• _PROVIDED DATA_
--- START ---

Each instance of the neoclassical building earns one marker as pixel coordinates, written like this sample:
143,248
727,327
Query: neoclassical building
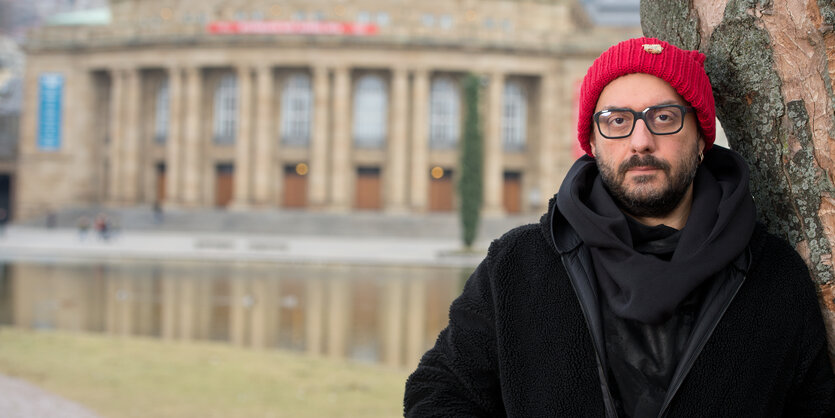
320,105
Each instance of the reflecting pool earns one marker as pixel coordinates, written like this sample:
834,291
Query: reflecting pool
389,315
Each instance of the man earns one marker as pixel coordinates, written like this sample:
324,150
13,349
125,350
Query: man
649,289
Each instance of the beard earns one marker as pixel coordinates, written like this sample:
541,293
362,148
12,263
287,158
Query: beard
642,200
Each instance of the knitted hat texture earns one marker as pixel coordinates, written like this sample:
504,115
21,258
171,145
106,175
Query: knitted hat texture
683,69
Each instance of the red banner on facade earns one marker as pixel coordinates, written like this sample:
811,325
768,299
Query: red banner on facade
291,28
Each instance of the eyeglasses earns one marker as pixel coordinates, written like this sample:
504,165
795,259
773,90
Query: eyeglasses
660,120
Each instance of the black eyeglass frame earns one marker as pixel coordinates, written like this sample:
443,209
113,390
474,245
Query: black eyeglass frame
642,116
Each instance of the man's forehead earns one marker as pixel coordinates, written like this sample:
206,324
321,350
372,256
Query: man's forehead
638,91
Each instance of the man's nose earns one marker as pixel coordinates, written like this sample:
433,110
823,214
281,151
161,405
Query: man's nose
641,140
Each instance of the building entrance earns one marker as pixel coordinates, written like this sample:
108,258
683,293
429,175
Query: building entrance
368,188
224,184
160,169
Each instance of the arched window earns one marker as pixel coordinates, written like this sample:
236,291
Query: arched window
444,115
370,105
514,116
161,113
296,110
226,109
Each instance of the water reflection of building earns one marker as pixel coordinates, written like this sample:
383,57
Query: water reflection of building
380,314
330,105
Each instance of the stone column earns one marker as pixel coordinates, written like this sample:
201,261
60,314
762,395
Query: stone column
243,140
341,151
174,145
117,91
548,139
264,175
237,311
192,149
318,177
131,178
396,167
420,141
339,317
493,150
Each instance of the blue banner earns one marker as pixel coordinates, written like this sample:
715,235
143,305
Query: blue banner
50,96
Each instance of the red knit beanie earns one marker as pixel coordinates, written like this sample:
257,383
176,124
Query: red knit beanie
683,69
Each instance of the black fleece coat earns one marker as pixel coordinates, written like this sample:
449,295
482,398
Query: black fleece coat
517,343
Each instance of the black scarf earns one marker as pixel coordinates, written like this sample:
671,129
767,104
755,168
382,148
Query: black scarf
644,287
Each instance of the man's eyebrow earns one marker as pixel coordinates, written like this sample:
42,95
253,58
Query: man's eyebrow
665,102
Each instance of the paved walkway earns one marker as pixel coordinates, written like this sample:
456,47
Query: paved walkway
30,243
19,399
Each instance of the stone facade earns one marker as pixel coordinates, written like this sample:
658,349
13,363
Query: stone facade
402,63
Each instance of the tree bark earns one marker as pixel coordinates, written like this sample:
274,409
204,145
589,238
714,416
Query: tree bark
772,66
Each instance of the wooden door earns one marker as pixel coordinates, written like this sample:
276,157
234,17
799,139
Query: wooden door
224,185
441,192
512,192
160,183
295,188
368,189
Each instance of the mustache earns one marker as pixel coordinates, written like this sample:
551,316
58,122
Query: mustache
645,161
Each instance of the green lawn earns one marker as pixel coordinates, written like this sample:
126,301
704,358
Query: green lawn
139,377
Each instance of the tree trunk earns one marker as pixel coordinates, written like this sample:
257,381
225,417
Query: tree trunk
772,65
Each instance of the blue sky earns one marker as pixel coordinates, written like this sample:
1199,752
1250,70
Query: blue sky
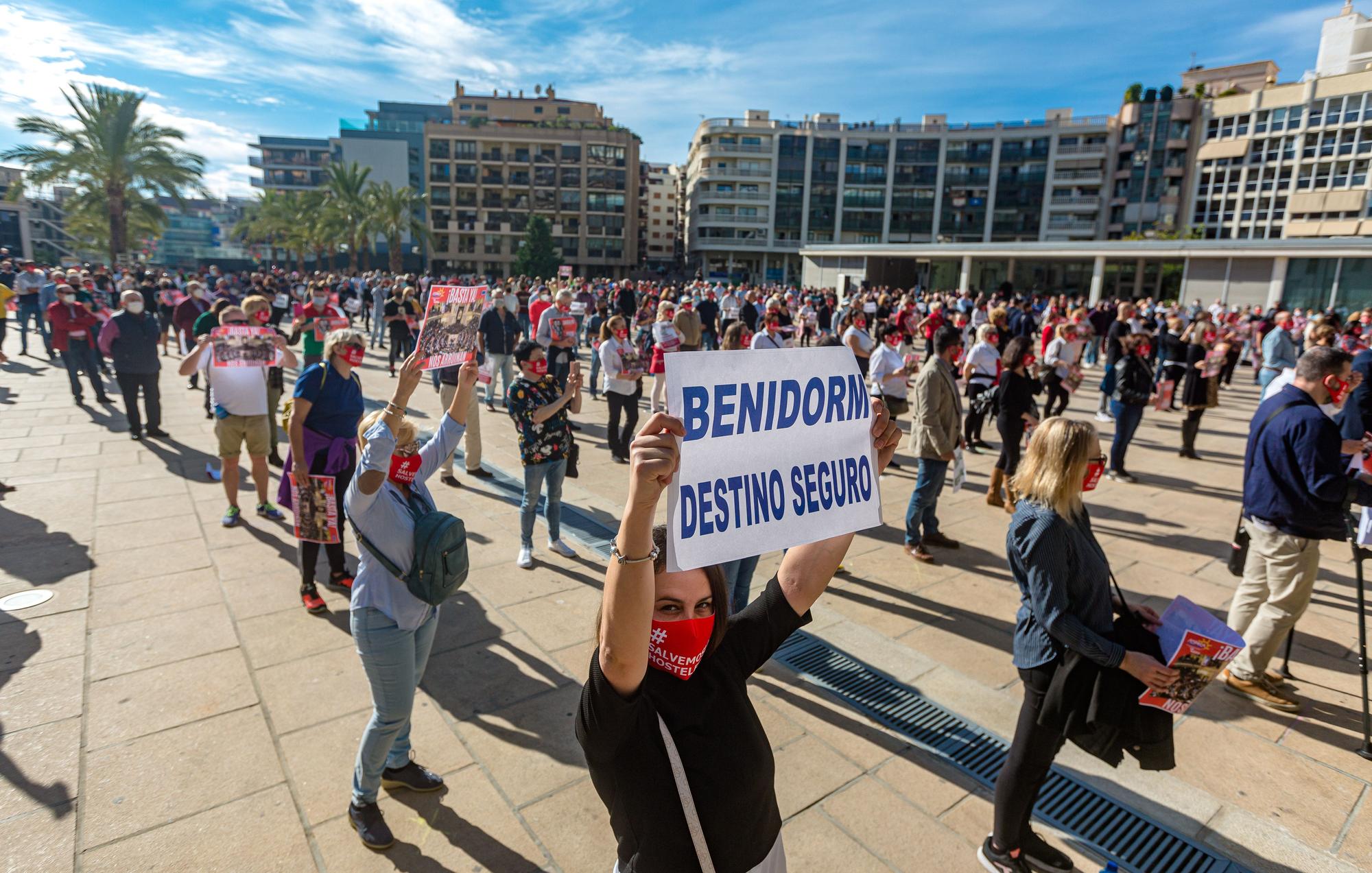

--- END ---

• _PROBLEM DESCRIPTION_
Extract every line in the rows that contains the word "eyebrow".

• _WRITTEN ANSWER_
Each instance of the man's eyebrow earns one marker as pixel coordinates, written like this sample:
Query: man's eyebrow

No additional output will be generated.